WORK REQUEST 1 —
In the cheese-making text, turn the paragraph beginning "If you are using raw or non homogenized milk" into a short bulleted list that keeps its main facts.
WORK REQUEST 2 —
Answer these questions from the cheese-making text:
(a) What size squares is the firm curd cut into?
(b) How long does the curd drain in the cloth at room temperature before the corners are gathered into a bag?
(c) About how many hours of draining give a very moist, spreadable cheese?

SELECTED EXCERPT —


    As the cultures work they will convert the lactose to lactic acid and develop a firm curd. You may observe this in several phases:

    1. Remains as warm milk
    2. Begins to develop a thicker texture but does not hold a knife cut. The curd will not taste very acid yet
    3. The curd firms and a few small spots of whey begin to form on the surface
    4. The whey on the surface begins to cover the surface. You will taste a bit more acid at this point
    5. The whey finally covers the curd to about a 1/4" and the curd may crack on its own and may pull away from the side of the pot. At this point the curd will taste quite tangy

    You will need to wait until phase 5 to have a firm enough curd to ladle to the draining cloth, otherwise it will all break apart and even run through the cloth.

    If you are using raw or non homogenized milk, the butterfat will tend to rise to the top during the resting period. You can gently stir this back down in a brief up and down motion with the ladle through phase 1 but no later. Once you observe phase 2, the cream is less likely to rise anyway.

  • CCut & Transfer Curd

    Once you are confident the curd is firm, it can be cut vertically into 1" squares.

    After cutting wait 5 minutes, then transfer the curds into a large colander lined with butter muslin.

    Note: Ladling the curds directly into the colander without cutting them first also works, but I find cutting the curd first allows them to drain better.

  • Drain Curd

    Let the curd drain in the cloth for 5-10 minutes at room temperature, then gather 3 corners together and, with the 4th corner, wrap it around the other 3 to form a secure draining bag. This is now ready to hang for better draining.

    The cloth should be untied and the curd mixed at 30-60 minute intervals. Each time this is done the curds will be drier and more compact

    The final moisture depends on what you want as a finished cheese:

    • A very moist and spreadable cheese should be good in about 2-3 hrs of draining. This can then simply be moved to a container and chilled once the truffle oil and salt have been well blended in.
    • My favorite is a longer draining and then packed into small forms for further draining resulting in a drier cheese that can be used in salads etc. (absolutely great in scrambled eggs with herbs).
  • Flavor & Form Cheese

    Now that you have your lactic cheese base it's time for the artisan in you to emerge.

    Flavoring the cheese is purely a matter of taste. A little salt will mellow the acid a bit, as well as help more whey to be released. The star quality though will be that exotic taste of Tartufa, or Truffle, oil (real truffle pieces if so inclined $$$).

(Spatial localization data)
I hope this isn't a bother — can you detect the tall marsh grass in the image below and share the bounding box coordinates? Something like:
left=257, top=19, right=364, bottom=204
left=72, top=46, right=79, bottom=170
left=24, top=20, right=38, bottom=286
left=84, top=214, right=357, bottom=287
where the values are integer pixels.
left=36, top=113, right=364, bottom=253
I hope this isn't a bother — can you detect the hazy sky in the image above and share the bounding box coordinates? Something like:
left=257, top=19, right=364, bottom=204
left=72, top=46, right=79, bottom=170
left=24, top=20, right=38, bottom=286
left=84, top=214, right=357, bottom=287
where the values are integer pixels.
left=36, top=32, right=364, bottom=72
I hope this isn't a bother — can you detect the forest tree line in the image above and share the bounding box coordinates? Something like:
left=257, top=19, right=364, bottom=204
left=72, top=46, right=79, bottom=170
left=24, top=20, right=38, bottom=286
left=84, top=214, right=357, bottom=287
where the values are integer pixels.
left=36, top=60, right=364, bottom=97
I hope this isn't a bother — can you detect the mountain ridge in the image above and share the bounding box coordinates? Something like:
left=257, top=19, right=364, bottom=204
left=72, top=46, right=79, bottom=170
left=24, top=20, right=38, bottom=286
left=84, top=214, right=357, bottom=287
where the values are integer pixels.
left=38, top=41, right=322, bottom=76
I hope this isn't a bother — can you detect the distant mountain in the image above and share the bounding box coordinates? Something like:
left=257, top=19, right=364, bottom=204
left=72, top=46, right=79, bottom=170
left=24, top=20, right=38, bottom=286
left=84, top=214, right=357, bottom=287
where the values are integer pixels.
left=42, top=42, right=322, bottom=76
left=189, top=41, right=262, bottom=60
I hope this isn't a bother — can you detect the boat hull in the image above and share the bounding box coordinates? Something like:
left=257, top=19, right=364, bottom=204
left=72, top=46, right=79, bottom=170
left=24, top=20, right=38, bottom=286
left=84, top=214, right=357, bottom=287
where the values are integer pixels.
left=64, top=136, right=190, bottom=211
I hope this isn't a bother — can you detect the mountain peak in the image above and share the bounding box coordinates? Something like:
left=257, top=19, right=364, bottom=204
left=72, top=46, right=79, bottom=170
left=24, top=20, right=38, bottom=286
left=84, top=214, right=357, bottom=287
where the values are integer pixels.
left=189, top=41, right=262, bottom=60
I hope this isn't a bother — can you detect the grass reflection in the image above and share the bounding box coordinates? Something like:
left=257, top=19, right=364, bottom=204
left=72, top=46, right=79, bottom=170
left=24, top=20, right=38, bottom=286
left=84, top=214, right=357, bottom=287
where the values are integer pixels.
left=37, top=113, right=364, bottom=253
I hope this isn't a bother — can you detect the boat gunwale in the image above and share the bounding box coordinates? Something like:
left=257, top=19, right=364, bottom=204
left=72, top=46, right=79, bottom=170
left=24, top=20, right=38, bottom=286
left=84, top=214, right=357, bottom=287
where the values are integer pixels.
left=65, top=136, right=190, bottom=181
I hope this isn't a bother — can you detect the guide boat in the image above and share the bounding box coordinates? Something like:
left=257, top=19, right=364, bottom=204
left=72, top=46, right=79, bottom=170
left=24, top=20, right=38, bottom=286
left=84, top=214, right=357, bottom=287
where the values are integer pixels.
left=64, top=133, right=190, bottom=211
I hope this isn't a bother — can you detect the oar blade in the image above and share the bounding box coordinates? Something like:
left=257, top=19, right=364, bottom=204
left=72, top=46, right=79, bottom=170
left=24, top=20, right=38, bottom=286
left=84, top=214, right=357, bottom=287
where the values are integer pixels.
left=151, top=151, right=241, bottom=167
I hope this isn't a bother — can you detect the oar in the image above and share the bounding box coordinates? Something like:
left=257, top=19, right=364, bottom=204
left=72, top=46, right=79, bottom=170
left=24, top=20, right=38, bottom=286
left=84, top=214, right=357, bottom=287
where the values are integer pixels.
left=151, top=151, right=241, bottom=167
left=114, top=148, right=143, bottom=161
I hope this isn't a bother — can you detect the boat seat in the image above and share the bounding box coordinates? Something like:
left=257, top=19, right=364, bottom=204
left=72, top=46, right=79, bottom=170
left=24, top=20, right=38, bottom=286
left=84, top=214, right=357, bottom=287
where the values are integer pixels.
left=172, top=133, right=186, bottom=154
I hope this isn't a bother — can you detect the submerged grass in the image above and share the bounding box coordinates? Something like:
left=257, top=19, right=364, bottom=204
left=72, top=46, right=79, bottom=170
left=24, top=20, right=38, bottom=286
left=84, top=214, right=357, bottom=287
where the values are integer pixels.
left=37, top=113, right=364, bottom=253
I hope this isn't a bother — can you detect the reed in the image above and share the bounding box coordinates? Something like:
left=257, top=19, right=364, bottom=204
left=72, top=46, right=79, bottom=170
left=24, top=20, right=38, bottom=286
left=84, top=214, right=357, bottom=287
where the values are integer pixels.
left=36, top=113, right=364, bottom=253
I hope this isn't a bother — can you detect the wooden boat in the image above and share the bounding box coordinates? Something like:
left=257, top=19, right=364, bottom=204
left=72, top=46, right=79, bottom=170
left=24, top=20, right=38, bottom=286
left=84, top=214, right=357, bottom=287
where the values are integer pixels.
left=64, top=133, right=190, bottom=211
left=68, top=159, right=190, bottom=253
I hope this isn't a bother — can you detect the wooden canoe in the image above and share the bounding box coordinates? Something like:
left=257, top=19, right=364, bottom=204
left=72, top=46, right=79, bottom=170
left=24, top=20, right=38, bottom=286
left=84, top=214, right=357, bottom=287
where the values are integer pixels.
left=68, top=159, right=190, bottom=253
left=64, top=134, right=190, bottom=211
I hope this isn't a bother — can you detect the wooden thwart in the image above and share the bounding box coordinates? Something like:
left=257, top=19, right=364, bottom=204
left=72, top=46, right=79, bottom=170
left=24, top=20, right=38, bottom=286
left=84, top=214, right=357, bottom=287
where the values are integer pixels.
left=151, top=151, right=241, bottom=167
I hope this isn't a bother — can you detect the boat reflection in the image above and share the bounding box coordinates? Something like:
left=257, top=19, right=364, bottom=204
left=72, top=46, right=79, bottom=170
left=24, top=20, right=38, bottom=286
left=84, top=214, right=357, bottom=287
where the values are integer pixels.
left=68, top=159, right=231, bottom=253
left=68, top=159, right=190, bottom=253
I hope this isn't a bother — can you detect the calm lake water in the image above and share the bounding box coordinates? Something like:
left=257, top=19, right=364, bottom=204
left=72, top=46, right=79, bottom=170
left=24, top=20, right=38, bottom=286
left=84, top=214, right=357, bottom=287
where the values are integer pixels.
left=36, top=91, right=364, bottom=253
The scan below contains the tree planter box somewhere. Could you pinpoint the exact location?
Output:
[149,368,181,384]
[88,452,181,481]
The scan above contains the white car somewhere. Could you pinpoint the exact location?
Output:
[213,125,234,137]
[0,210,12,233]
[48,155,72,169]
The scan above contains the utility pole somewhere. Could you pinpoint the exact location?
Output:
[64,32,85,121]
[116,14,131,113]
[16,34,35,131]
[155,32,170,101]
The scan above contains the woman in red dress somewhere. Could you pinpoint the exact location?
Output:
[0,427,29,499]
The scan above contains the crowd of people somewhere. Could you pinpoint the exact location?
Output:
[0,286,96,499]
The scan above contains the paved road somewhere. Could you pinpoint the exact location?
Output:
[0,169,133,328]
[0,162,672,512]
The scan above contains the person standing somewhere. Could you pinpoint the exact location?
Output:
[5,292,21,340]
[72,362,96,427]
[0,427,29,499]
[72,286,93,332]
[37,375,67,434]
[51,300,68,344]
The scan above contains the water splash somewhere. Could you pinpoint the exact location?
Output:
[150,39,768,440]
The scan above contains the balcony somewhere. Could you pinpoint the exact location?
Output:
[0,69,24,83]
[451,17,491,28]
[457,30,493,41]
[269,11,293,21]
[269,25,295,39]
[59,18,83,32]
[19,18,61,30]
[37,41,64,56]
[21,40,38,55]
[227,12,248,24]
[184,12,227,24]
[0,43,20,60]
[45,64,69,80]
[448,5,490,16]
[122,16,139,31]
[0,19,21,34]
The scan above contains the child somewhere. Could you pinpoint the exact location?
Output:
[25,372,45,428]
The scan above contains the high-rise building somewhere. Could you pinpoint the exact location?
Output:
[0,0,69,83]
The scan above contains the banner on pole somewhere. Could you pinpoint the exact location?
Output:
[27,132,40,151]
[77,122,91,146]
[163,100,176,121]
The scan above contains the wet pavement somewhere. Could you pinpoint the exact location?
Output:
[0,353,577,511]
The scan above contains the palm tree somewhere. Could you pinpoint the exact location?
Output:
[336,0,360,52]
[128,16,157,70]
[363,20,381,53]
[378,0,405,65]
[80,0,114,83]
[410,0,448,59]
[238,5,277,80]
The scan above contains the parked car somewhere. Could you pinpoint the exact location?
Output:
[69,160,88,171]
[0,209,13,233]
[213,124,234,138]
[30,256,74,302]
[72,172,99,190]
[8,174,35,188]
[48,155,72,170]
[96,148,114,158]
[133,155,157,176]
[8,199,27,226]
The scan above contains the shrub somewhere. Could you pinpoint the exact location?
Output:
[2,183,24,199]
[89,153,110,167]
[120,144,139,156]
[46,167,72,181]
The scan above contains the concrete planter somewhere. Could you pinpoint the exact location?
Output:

RESPONSE AREA 1 —
- With raw or non-homogenized milk, the butterfat tends to rise to the top during the resting period.
- During phase 1, but no later, it can be gently stirred back down with a brief up-and-down motion of the ladle.
- Once phase 2 appears, the cream is less likely to rise anyway.

RESPONSE AREA 2 —
(a) 1" squares.
(b) 5-10 minutes.
(c) About 2-3 hours.